EXTRAIT:
Surresponsabilisation et paternalisme
Cette mutation de la Sécurité sociale invalide les critiques de l’État nounou dont je parlais sur ce blog l’autre jour, et conforte au contraire les vues de Michel Foucault sur le potentiel tyrannique du pouvoir médico-social, étant entendu que seuls échappent à son emprise ceux dont la survie ne dépend pas de lui. Reste à mettre en regard l’indifférence du plus grand nombre à cette « personnalisation » des prestations sociales avec l’inquiétude suscitée par le même processus dans l’assurance privée (mutuelle complémentaire, auto, habitation, etc).

[Données de localisation : un point par instance]
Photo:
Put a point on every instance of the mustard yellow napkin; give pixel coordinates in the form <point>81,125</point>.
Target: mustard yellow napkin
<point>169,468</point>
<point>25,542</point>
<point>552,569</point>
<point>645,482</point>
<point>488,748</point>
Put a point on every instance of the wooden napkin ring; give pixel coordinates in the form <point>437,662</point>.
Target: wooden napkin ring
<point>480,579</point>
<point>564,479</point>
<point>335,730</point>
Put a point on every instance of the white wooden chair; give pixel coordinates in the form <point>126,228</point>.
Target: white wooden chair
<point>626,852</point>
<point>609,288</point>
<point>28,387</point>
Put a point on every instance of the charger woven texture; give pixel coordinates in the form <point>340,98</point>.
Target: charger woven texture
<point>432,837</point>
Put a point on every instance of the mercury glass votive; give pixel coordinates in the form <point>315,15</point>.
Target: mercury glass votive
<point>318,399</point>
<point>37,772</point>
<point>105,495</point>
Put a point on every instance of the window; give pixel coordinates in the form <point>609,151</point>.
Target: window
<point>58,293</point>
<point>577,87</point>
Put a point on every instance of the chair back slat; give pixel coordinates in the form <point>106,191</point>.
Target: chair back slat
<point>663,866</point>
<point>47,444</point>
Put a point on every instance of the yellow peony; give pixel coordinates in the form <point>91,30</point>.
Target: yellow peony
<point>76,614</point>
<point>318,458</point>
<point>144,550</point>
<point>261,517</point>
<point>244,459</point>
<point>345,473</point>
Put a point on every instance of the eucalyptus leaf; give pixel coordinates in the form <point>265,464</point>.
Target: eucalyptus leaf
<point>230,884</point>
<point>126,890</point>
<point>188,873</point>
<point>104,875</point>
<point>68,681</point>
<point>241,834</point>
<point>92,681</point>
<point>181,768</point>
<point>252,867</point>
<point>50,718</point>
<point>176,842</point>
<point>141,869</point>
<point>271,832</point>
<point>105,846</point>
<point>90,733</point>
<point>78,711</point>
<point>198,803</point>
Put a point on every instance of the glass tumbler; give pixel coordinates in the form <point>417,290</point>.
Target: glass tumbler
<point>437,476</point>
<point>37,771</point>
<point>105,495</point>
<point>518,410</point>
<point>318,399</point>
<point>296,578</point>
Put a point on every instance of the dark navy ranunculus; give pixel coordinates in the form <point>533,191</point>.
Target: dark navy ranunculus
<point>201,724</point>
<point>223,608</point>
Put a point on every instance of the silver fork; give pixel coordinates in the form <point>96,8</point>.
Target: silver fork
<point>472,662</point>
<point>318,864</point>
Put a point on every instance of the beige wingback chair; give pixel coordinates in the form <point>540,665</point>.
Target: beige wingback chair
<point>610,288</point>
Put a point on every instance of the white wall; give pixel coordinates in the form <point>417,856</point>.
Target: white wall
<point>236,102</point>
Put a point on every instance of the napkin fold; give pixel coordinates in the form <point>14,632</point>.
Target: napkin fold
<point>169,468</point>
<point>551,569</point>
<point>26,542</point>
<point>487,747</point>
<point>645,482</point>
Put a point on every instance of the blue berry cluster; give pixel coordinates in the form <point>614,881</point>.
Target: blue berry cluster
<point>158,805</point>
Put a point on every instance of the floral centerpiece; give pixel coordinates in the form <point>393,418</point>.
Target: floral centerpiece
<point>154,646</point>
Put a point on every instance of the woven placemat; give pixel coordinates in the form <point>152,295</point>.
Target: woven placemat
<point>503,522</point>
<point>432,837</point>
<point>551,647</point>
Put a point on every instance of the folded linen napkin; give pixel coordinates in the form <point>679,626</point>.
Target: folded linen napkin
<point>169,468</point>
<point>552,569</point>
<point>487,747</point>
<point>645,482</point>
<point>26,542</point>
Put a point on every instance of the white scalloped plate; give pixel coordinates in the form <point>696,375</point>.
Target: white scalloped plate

À FAIRE:
• a. Recopiez dans l'extrait tout le passage qui va de « Surresponsabilisation et paternalisme » jusqu'à « auto, habitation, etc). ».
• b. Réécrivez plus brièvement le paragraphe de l'extrait qui commence par « Cette mutation de la Sécurité sociale », en conservant ses faits principaux.
Les entrées forment un matériau indépendant de l'extrait.

RÉSULTATS ATTENDUS:
• a.
Surresponsabilisation et paternalisme
Cette mutation de la Sécurité sociale invalide les critiques de l’État nounou dont je parlais sur ce blog l’autre jour, et conforte au contraire les vues de Michel Foucault sur le potentiel tyrannique du pouvoir médico-social, étant entendu que seuls échappent à son emprise ceux dont la survie ne dépend pas de lui. Reste à mettre en regard l’indifférence du plus grand nombre à cette « personnalisation » des prestations sociales avec l’inquiétude suscitée par le même processus dans l’assurance privée (mutuelle complémentaire, auto, habitation, etc).

• b. Cette mutation de la Sécurité sociale invalide les critiques de l'État nounou évoquées l'autre jour sur ce blog. Elle conforte les vues de Michel Foucault sur le potentiel tyrannique du pouvoir médico-social, auquel n'échappent que ceux dont la survie n'en dépend pas. Reste à comparer l'indifférence du plus grand nombre face à cette « personnalisation » des prestations sociales avec l'inquiétude que suscite le même processus dans l'assurance privée (mutuelle complémentaire, auto, habitation, etc.).